Despite repeated Soviet efforts in 1942 to relieve Leningrad and eliminate the German salient at Rzhev, the northern and central sectors of the front had remained stable, so German victories in the south had produced a huge bulge, which seemed to invite an enemy counterattack in the direction of Rostov. When it came at dawn on 19 November, it was as if the whole weight of the front came pushing down on the weak Don sector, threatening to cave in the entire overextended edifice. As some in the German command had feared and Hitler had predicted, the Soviets aimed not just to cut off the Sixth Army in Stalingrad but to seize Rostov in order to trap both Army Group A and Army Group B, with the ultimate goal nothing less than the destruction of the entire southern sector of the front.

Pointing dataset excerpts:
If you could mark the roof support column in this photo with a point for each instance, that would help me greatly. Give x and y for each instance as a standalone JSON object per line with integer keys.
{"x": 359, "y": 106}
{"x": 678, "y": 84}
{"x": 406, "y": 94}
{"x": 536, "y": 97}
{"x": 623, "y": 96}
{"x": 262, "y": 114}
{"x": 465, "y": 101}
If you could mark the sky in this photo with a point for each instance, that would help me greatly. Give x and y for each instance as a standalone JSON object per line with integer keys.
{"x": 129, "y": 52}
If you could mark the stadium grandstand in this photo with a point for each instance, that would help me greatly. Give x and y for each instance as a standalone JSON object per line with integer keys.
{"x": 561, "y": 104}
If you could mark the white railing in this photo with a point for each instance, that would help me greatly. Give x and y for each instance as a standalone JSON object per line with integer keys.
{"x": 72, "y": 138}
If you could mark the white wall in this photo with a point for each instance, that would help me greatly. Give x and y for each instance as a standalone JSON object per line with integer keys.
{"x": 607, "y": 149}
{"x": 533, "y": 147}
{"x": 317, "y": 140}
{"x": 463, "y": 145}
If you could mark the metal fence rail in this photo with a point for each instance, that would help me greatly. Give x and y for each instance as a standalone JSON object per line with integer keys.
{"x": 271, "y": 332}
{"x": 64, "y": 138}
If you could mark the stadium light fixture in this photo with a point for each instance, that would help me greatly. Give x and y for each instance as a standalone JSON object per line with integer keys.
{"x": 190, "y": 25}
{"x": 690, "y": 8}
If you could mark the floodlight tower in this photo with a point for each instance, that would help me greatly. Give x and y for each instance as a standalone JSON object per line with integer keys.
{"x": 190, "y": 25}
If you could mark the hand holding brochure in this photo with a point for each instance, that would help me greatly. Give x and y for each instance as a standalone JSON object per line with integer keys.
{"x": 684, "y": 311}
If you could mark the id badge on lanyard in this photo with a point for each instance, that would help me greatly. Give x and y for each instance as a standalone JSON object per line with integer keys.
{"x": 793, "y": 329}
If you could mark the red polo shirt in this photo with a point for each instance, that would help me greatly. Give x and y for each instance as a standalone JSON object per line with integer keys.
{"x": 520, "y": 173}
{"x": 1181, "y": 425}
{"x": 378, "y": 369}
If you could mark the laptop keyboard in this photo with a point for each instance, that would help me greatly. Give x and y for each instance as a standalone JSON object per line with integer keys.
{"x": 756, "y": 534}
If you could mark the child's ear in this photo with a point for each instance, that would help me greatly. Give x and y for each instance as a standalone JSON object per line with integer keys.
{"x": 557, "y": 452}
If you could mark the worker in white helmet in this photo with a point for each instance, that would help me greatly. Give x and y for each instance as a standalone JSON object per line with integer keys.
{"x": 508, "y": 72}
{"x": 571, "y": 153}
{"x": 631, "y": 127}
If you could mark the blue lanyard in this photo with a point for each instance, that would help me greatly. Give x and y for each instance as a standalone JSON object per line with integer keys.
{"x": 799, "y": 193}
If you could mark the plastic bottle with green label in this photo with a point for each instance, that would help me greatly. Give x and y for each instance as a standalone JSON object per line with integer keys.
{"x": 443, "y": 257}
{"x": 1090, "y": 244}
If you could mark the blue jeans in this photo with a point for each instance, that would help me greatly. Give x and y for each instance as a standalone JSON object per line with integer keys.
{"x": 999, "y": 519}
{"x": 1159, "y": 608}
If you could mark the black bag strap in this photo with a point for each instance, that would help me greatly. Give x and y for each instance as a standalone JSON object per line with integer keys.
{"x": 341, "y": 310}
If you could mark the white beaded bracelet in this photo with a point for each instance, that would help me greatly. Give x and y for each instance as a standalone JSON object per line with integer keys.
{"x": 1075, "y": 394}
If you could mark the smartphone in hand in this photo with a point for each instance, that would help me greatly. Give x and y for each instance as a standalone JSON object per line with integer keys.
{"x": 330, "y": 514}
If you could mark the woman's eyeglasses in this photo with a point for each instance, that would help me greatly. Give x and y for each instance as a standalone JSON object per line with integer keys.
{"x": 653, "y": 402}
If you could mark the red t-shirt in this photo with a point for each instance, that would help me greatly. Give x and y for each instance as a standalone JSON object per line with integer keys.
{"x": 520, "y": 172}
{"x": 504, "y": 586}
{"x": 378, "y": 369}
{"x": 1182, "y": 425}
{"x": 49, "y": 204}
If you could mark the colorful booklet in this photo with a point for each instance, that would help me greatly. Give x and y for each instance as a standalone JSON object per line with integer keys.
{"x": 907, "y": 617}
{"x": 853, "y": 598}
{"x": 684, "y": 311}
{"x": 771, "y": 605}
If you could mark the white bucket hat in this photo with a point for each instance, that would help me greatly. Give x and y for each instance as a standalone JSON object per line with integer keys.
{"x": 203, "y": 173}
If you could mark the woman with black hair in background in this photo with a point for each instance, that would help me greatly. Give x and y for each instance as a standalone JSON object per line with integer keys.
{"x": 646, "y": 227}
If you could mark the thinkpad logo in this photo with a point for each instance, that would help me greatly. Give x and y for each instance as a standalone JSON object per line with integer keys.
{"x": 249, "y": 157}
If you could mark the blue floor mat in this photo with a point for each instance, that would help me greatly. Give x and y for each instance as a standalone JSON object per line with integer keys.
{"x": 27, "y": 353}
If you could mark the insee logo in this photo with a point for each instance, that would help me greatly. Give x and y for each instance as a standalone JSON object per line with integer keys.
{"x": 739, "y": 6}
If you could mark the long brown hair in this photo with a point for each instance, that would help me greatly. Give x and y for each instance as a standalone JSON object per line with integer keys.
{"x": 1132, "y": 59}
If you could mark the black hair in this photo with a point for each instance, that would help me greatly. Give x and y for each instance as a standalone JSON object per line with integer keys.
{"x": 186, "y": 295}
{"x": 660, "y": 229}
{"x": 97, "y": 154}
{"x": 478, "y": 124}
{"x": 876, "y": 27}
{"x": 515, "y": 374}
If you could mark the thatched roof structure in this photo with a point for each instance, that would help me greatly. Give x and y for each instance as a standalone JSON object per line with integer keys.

**Parts of the exercise**
**a)** Answer these about the passage on the 1942 Soviet counteroffensive, marking each answer to match:
(i) Which German salient did the Soviets try to eliminate in 1942?
(ii) On what date did the counterattack come?
(iii) Which army did the Soviets aim to cut off in Stalingrad?
**b)** Please take the passage on the 1942 Soviet counteroffensive further, picking up right after its final sentence.

**Answers by task**
**a)**
(i) The salient at Rzhev.
(ii) At dawn on 19 November.
(iii) The Sixth Army.

**b)**
Even as the fate of Stalingrad hung in the balance, the Soviets in mid-September had begun tentative planning for a possible counteroffensive. Although in his memoirs Zhukov outlined a dramatic scene at Stalin's headquarters, where he and Vasilevsky on 12–13 September—at the same time Rodimtsev's Thirteenth Guards were about to be sent across the Volga to prevent the fall of Stalingrad—allegedly outlined plans for a bold, war-turning attack, the truth seems both more pedestrian and more ambitious. Almost certainly, initial ideas of a counterstrike at Stalingrad revolved around merely saving the beleaguered city itself from falling to the Germans. When it became obvious that the forces were lacking for any immediate relief action, thoughts turned to the possibility of building the necessary strength for a more decisive counterstroke. Any chance of success, in turn, depended on a rapid buildup of Soviet forces as well as the continued pinning down of enemy troops in Stalingrad. Although Zhukov claimed later that the plan all along was to feed just enough Soviet troops into the Stalingrad meat grinder to keep the
battle going, this is likely an overstatement of the Stavka's control of events. At least as important as the stubborn resistance put up by Chuikov's men was the fact of insufficient German strength as well as Paulus's uninspired direction of the battle. Without the Germans' failure to take advantage of their early September opportunities, Zhukov would have had no chance to reverse the situation.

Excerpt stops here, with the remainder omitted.